TASK OBJECTIVE: The full set of entries is to be returned word for word.

+-------+

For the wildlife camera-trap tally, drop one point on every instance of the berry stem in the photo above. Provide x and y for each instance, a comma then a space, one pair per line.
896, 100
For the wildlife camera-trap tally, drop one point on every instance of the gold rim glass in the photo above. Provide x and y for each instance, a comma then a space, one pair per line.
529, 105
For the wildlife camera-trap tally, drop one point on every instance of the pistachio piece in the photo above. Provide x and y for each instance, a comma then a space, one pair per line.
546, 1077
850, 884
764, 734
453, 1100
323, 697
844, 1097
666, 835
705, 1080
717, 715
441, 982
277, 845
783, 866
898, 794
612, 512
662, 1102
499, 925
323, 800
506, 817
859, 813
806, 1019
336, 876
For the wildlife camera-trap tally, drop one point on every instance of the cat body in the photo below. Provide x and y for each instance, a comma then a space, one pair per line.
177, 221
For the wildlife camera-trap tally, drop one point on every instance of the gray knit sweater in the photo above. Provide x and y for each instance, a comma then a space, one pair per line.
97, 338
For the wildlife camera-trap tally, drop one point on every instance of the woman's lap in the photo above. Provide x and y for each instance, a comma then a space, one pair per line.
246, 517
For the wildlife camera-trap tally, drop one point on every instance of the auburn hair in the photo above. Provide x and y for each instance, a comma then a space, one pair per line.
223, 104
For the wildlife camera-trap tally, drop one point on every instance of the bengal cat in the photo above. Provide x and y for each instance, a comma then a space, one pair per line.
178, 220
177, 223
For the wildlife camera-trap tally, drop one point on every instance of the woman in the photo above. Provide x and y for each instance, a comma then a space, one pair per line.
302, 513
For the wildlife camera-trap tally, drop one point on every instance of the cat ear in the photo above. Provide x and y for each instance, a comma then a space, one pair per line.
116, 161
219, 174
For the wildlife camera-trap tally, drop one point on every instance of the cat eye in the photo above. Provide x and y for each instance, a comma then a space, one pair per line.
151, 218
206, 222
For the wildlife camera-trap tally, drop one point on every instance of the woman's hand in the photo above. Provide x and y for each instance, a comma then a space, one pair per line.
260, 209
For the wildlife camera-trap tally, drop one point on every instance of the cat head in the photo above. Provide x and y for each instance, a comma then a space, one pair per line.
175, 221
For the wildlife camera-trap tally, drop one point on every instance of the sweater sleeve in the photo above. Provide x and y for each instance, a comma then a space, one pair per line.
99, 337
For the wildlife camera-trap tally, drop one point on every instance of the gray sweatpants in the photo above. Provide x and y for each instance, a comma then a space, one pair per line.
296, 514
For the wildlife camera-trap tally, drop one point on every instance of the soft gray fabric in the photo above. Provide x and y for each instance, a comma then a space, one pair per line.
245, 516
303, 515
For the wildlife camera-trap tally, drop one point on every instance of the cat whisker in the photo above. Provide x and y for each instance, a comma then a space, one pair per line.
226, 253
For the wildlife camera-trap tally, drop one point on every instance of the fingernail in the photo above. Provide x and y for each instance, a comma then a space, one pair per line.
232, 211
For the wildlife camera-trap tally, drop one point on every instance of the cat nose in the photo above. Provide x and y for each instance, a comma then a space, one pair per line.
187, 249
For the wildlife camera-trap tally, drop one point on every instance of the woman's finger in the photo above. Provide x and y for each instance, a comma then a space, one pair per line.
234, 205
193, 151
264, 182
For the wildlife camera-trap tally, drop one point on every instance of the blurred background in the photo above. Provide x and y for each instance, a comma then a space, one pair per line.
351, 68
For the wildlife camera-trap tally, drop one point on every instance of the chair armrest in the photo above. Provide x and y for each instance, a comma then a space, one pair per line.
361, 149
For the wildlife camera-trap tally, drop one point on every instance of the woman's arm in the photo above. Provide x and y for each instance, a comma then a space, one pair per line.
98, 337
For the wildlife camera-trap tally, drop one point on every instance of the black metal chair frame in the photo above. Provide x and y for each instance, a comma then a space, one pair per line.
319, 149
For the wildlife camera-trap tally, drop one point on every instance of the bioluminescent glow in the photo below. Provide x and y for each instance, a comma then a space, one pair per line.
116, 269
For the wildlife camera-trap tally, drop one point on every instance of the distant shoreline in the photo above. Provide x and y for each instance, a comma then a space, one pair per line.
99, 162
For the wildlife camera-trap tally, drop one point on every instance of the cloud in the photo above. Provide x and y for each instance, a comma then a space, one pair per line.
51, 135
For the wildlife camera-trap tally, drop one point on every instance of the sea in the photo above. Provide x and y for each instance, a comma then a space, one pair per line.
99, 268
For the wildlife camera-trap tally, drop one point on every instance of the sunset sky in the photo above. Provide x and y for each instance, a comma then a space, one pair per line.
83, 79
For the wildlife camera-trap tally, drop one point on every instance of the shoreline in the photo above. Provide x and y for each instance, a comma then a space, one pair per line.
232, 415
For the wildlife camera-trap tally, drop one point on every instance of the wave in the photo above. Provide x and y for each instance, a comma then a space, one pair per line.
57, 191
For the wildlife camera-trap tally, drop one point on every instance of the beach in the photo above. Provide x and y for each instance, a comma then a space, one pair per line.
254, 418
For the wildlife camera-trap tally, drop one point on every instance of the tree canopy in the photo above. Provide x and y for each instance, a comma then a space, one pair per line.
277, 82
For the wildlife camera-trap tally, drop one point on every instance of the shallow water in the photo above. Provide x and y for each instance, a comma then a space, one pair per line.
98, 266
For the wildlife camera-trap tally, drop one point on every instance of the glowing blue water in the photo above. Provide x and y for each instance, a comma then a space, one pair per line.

+-------+

OUTPUT BELOW:
For the wildlife camera-trap tally, drop one point on every instance of the berry stem in the photo above. Provide x and y for each instance, a comma then a space, one pair per line.
896, 100
For the wildlife camera-trap tally, drop one point on every instance of the gold rim glass in the photo above. Provide x and y for each instance, a comma then a space, one pair per line.
529, 105
For the wildlife camera-trap tally, drop one point on every instance of the pistachio piece in the photo above. Provide x and y for each instance, a comma then a space, one pair per line.
546, 1077
850, 884
764, 734
453, 1100
323, 697
844, 1097
666, 835
705, 1080
717, 715
441, 982
277, 845
783, 866
898, 794
612, 512
662, 1102
499, 925
323, 800
506, 817
859, 813
806, 1019
336, 876
For the wildlife camera-trap tally, drop one point on every instance of the cat body in the photo below. Provide x and y for each instance, a comma then a space, one pair per line.
177, 221
For the wildlife camera-trap tally, drop one point on every instance of the gray knit sweater in the photo above. Provide x and y for each instance, a comma then a space, one pair per line.
97, 338
For the wildlife camera-trap tally, drop one point on every instance of the woman's lap in the photo above. Provide x and y for each instance, a comma then a space, one pair per line.
246, 517
For the wildlife camera-trap tally, drop one point on every instance of the auburn hair in the photo above. Provide x and y for each instance, a comma then a space, one pair per line.
223, 104
For the wildlife camera-trap tally, drop one point on every instance of the bengal cat in the photo above. Provide x and y for each instance, a comma then a space, one pair per line.
178, 220
177, 223
For the wildlife camera-trap tally, drop one point on every instance of the woman in the photo above. Provide x and y for each instance, a comma then a space, one pair per line.
302, 513
For the wildlife camera-trap tally, drop one point on every instance of the cat ear in the photo above. Provide x and y for each instance, a comma then a space, one pair per line.
116, 161
219, 174
For the wildlife camera-trap tally, drop one point on every instance of the cat eye in the photo above. Provide x and y for each instance, a comma then a space, one pair per line.
151, 218
206, 222
For the wildlife camera-trap tally, drop one point on every instance of the woman's hand in the photo above. Provide x and y for each instance, a comma then a space, one pair per line.
260, 209
For the wildlife camera-trap tally, drop one point on every instance of the cat head in the photo above. Provide x and y for each instance, a comma then a space, one pair per line.
175, 221
For the wildlife camera-trap tally, drop one point on every instance of the sweater sleeve in the photo above. Provide x and y for each instance, a comma then a space, one pair per line.
99, 337
For the wildlife camera-trap tally, drop one point on every instance of the gray sweatpants in the photo above. Provide x and y for each instance, a comma then a space, one pair per line.
296, 514
For the wildlife camera-trap tally, drop one point on every instance of the soft gray fabric in the photo above. Provide x and y for each instance, a comma then a space, one pair per line.
245, 516
303, 515
For the wildlife camera-trap tally, drop one point on every instance of the cat whisker in the photo above. Provide x and y for each instance, a comma then a space, one pair per line.
226, 253
For the wildlife camera-trap tally, drop one point on every instance of the fingernail in the photo above. Provide x and y for each instance, a comma then a space, one pair per line.
232, 211
For the wildlife camera-trap tally, drop one point on every instance of the cat nose in the photo above. Provide x and y for each instance, a comma then a space, one pair per line.
187, 249
For the wildlife camera-trap tally, drop one point on every instance of the woman's finger in the photo above. Provide x and y for each instance, a comma then a space, one pair per line.
234, 205
193, 151
264, 182
For the wildlife camera-trap tally, drop one point on every instance of the blurred background in the photo above. Provide x and y for each instance, a comma then a space, one pair per line.
351, 68
For the wildlife camera-trap tally, drop one point on every instance of the chair armrest in the photo above. Provide x and y for each instance, a comma then a space, one pair per line.
361, 149
For the wildlife camera-trap tally, drop one point on every instance of the woman's arm in the photo above. Provide x and y for each instance, a comma then a space, one pair per line.
98, 337
For the wildlife camera-trap tally, drop one point on every instance of the black metal chair frame in the photo above. Provide x and y for each instance, a comma then a space, one pair per line.
319, 149
For the wildlife camera-trap tally, drop one point on every instance of the bioluminescent glow in the photo below. Provide x and y for each instance, a comma then a space, one pair per line.
116, 269
For the wildlife camera-trap tally, drop one point on every instance of the distant shoreline in the photo above. Provide x and y for each instance, a comma then a space, one pair per line.
99, 162
For the wildlife camera-trap tally, drop one point on every instance of the cloud in the photo above. Provide x and y for each instance, a comma then a space, one pair per line.
51, 135
For the wildlife camera-trap tally, drop one point on every instance of the sea in the photo above. Provide x and y for each instance, a comma then a space, one pair per line.
99, 268
For the wildlife camera-trap tally, drop one point on every instance of the sunset sky in the photo above. Provide x and y for each instance, a comma then a space, one pair per line.
83, 79
For the wildlife camera-trap tally, drop one point on every instance of the shoreline in the photo above. Provide x and y for each instance, a comma then a space, one pair per line.
232, 415
For the wildlife camera-trap tally, drop one point on every instance of the wave in the photo above. Provide x and y for each instance, a comma then a space, one pair per line.
57, 191
For the wildlife camera-trap tally, drop one point on every instance of the beach in the photo above. Provide x and y for each instance, a comma then a space, one pair per line.
254, 418
For the wildlife camera-trap tally, drop one point on every instance of the tree canopy in the photo above. Provide x and y for each instance, a comma then a space, one pair per line.
277, 82
For the wildlife camera-trap tally, drop one point on every instance of the shallow water in the photo above. Provide x and y for each instance, a comma then a space, one pair per line.
98, 266
For the wildlife camera-trap tally, drop one point on every instance of the glowing blue water in the photo above. Provide x and y for each instance, a comma then a space, one pair per line.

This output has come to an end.